Data to use:
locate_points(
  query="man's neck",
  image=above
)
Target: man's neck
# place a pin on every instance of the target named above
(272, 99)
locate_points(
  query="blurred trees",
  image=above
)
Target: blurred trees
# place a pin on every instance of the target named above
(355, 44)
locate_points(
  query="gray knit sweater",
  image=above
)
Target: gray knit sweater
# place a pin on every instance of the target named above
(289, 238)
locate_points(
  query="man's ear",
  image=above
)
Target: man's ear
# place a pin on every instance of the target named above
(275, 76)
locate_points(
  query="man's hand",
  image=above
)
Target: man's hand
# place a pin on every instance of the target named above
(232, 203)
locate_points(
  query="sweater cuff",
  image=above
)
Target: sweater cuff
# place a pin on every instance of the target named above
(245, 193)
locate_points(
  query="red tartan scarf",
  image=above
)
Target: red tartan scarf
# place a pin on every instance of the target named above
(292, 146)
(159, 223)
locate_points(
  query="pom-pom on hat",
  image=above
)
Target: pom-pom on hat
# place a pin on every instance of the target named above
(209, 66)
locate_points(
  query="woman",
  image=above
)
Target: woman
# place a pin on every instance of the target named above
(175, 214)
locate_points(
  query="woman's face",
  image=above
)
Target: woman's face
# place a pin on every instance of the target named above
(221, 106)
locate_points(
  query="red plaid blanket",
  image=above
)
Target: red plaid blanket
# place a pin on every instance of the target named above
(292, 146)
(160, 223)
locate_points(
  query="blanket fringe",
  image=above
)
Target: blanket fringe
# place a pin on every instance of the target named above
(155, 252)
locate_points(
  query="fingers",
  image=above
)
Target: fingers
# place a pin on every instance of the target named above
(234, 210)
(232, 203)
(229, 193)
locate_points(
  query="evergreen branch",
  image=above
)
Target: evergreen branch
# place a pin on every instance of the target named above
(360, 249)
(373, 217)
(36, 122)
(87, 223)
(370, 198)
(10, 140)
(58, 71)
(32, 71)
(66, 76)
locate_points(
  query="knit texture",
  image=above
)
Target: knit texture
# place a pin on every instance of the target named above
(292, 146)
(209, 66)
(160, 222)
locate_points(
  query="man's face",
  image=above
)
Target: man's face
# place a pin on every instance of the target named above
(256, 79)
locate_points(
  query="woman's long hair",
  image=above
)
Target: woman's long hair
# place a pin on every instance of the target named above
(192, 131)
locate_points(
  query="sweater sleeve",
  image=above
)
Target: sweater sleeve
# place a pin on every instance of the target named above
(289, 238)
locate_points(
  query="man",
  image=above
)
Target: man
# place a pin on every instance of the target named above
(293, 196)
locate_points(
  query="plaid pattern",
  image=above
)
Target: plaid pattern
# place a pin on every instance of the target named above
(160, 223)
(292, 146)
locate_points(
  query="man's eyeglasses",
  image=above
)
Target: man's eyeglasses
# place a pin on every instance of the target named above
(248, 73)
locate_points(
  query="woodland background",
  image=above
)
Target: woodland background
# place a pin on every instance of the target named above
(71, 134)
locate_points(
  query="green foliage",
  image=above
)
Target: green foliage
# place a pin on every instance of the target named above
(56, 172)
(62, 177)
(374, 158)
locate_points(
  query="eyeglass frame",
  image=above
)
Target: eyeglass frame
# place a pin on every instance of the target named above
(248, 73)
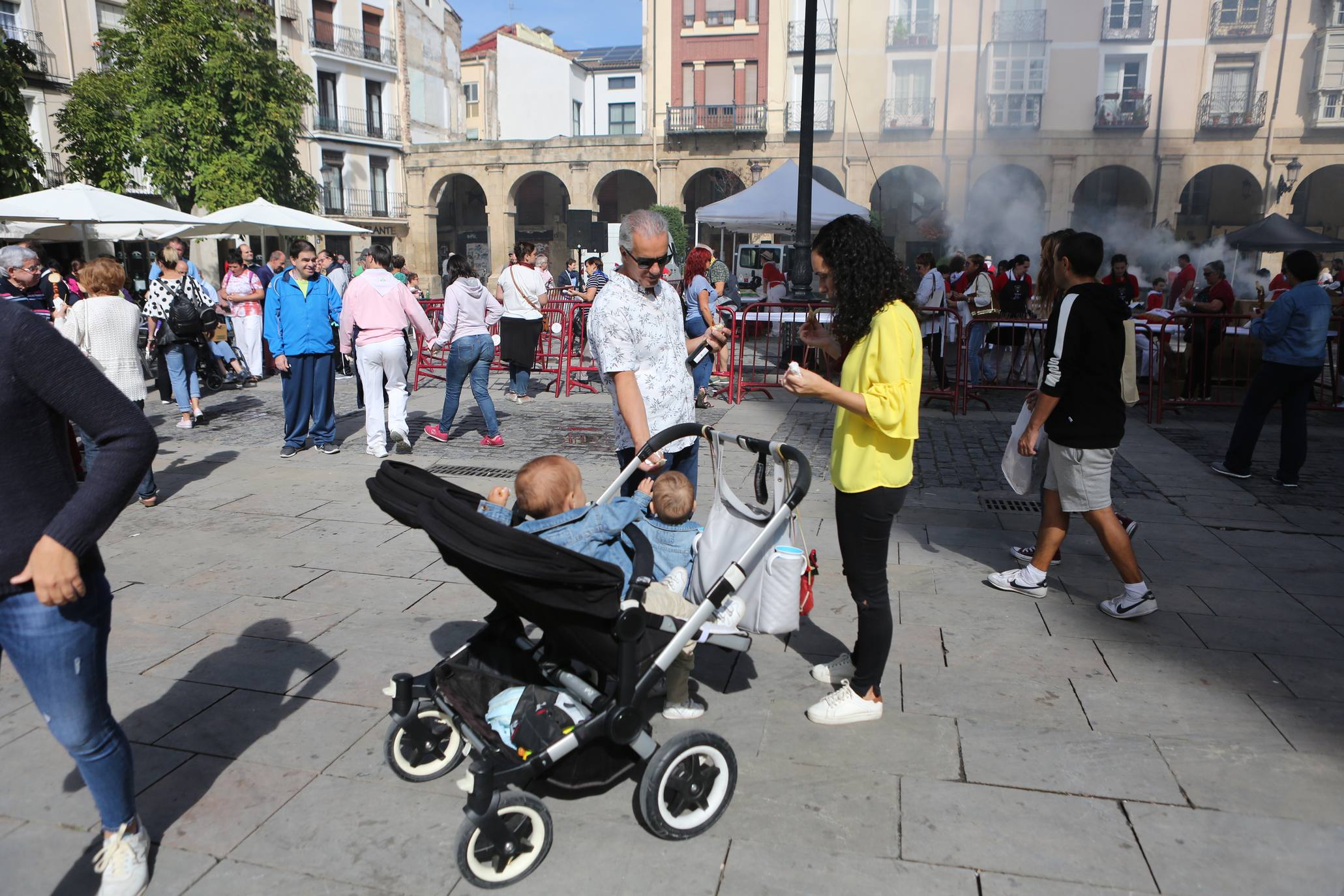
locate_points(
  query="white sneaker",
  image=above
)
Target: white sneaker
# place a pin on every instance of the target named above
(676, 580)
(683, 711)
(1126, 608)
(839, 669)
(843, 707)
(1012, 580)
(124, 863)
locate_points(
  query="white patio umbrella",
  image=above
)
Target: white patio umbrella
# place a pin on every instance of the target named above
(261, 218)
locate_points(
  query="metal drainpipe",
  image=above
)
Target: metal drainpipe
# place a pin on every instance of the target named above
(1269, 133)
(1157, 130)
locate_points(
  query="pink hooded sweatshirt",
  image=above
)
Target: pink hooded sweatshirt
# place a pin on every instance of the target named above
(381, 306)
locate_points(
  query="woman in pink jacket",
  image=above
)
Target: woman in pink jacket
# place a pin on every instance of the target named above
(376, 312)
(470, 310)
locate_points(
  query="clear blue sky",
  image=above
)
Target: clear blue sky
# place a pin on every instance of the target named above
(577, 23)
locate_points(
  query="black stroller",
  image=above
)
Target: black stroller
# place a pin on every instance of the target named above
(597, 645)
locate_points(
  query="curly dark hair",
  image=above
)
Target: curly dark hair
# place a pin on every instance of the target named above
(865, 275)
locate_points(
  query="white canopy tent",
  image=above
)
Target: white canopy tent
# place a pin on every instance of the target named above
(772, 205)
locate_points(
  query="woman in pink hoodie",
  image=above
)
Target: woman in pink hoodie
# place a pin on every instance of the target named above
(376, 312)
(470, 310)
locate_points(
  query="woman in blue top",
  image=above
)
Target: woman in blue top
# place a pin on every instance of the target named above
(700, 301)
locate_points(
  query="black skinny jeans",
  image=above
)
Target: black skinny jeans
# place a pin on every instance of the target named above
(863, 526)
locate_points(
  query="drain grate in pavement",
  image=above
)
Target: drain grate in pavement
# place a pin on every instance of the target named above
(1011, 505)
(455, 469)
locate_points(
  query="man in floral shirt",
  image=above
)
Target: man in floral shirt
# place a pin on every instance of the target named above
(639, 339)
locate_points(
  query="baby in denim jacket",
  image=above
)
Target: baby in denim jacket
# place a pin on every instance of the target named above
(550, 490)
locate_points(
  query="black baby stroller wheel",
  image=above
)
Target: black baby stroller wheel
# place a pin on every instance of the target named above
(483, 865)
(687, 785)
(428, 760)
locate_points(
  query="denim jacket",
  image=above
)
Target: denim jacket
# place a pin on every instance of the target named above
(593, 531)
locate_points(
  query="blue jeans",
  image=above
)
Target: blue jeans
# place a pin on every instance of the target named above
(147, 485)
(702, 371)
(686, 461)
(182, 371)
(61, 653)
(310, 391)
(471, 356)
(975, 344)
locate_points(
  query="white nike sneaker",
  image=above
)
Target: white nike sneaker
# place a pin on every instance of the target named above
(843, 707)
(1012, 580)
(124, 863)
(839, 669)
(1126, 608)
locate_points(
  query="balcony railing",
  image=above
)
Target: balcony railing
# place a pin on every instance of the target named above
(1328, 109)
(1122, 112)
(1021, 25)
(912, 33)
(823, 116)
(1122, 26)
(1231, 109)
(826, 35)
(732, 120)
(354, 43)
(355, 123)
(46, 63)
(362, 203)
(1015, 109)
(1241, 20)
(908, 113)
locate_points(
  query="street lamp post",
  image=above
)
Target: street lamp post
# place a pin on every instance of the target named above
(801, 269)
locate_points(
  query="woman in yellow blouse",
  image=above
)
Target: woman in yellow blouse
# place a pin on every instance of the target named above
(873, 447)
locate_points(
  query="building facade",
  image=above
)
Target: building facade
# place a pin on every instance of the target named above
(976, 124)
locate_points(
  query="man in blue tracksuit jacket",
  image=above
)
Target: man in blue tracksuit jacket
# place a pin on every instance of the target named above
(301, 308)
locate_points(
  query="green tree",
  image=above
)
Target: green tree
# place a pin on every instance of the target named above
(676, 228)
(22, 163)
(195, 93)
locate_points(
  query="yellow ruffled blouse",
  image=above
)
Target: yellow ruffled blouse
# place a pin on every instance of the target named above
(885, 367)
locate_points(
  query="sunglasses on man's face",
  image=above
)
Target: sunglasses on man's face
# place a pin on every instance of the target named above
(650, 262)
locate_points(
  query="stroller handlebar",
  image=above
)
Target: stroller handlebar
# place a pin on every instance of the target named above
(781, 451)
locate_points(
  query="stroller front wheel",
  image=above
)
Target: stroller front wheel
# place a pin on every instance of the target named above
(687, 785)
(417, 762)
(484, 864)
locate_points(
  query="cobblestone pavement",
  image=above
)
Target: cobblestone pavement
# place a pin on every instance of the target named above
(1028, 746)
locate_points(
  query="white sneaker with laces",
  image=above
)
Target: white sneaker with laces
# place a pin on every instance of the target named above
(839, 669)
(1126, 608)
(1012, 580)
(843, 707)
(124, 863)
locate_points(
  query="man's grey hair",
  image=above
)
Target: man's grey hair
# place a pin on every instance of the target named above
(15, 257)
(646, 223)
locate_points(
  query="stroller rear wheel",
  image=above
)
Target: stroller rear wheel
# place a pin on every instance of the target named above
(687, 785)
(484, 864)
(417, 762)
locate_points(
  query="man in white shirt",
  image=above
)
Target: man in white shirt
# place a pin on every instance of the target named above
(639, 339)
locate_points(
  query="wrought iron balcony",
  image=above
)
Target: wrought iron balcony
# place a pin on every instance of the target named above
(1015, 109)
(1021, 25)
(353, 43)
(723, 120)
(908, 113)
(1122, 112)
(355, 123)
(912, 33)
(1245, 20)
(826, 35)
(823, 116)
(1126, 26)
(1231, 109)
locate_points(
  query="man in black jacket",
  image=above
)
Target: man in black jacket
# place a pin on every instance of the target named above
(1081, 409)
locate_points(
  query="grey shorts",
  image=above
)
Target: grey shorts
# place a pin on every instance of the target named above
(1081, 476)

To do: List each line of the items above that contains the string "shorts". Case counts.

The solution:
  query="grey shorts",
Target: grey shorts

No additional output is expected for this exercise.